Przedstaw cały poniższy listing jako listę numerowaną, pomijając puste wiersze.

> _Materiał do zadania_:
-*-*-

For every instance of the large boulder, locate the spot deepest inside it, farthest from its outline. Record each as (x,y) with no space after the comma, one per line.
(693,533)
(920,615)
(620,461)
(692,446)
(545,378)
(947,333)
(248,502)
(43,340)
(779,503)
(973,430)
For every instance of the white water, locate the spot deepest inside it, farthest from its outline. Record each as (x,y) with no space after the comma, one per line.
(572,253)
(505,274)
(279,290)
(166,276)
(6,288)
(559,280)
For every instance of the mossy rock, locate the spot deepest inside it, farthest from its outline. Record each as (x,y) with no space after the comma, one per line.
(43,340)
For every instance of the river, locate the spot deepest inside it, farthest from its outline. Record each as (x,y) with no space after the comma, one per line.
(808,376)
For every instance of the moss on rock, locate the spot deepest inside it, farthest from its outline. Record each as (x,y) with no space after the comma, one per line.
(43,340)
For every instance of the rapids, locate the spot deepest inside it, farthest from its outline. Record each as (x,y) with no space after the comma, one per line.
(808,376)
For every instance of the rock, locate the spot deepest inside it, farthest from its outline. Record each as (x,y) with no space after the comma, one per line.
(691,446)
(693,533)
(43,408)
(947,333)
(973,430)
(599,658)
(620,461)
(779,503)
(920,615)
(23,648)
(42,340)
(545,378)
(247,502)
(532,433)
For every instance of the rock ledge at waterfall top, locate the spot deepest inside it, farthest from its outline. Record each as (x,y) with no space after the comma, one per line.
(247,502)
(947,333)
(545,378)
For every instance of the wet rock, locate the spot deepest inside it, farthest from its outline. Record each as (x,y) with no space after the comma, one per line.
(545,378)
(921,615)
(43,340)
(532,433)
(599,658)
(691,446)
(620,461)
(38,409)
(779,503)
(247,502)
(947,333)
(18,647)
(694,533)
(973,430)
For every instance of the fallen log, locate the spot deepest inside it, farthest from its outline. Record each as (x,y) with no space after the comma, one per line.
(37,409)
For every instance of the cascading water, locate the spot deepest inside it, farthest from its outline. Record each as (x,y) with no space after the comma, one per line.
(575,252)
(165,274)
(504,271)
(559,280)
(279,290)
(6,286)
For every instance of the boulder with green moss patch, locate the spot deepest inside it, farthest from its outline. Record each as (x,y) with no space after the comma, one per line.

-*-*-

> _Odpowiedź pisemna_:
1. For every instance of the large boulder, locate the spot deepest inside it, farthest from its outline. Record each as (x,y) with no space after the comma, one per line.
2. (693,533)
3. (920,615)
4. (620,461)
5. (692,446)
6. (545,378)
7. (947,333)
8. (248,502)
9. (43,340)
10. (779,503)
11. (973,430)
12. For every instance of the white water, locate the spot deepest inside it, farthest from its outline. Record each as (x,y) with no space after the comma, one per line.
13. (572,253)
14. (505,274)
15. (279,290)
16. (166,276)
17. (6,288)
18. (559,280)
19. For every instance of the mossy rock, locate the spot deepest inside it, farthest from its outline. Record each as (x,y) with no space after the comma, one per line.
20. (43,340)
21. For every instance of the river, locate the spot deepest inside it, farthest from its outline. Record each as (x,y) with no space after the comma, one per line.
22. (808,376)
23. For every instance of the moss on rock, locate the spot deepest inside it, farthest from its outline. Record each as (x,y) with no space after the comma, one per line.
24. (43,340)
25. For every instance of the rapids, locate the spot deepest inside it, farthest from its outline. Record each as (x,y) with no space after the comma, one per line.
26. (808,376)
27. For every instance of the rock, locate the spot deepest inside it, farthest from its outline. Record each as (x,y) with no space after the comma, one per line.
28. (691,446)
29. (693,533)
30. (43,408)
31. (947,333)
32. (973,430)
33. (599,658)
34. (620,461)
35. (779,503)
36. (920,615)
37. (23,648)
38. (42,340)
39. (545,378)
40. (247,502)
41. (532,433)
42. For every instance of the rock ledge at waterfall top, locate the spot deepest inside it, farthest from its outline. Record each as (x,y) with no space after the comma, one per line.
43. (247,502)
44. (947,333)
45. (545,378)
46. For every instance of the wet rock, locate the spot deepest inside it, farthest from its outline. Record each as (x,y) with no space after the comma, one per line.
47. (545,378)
48. (921,615)
49. (43,340)
50. (532,433)
51. (599,658)
52. (691,446)
53. (620,461)
54. (38,409)
55. (779,503)
56. (247,502)
57. (947,333)
58. (18,647)
59. (694,533)
60. (973,430)
61. For every instance of the fallen log, locate the spot deepest inside it, farthest from its outline. Record each as (x,y) with no space after the comma, one per line.
62. (37,409)
63. For every instance of the cascading water, locate the spot deepest inside it, farthest from its outline. Record each as (x,y) with no space after the comma, one per line.
64. (575,252)
65. (165,274)
66. (504,271)
67. (559,280)
68. (279,290)
69. (6,286)
70. For every instance of the boulder with green moss patch, locate the spot deepest inside it, farthest from its outline. Record each as (x,y) with no space after the comma, one per line.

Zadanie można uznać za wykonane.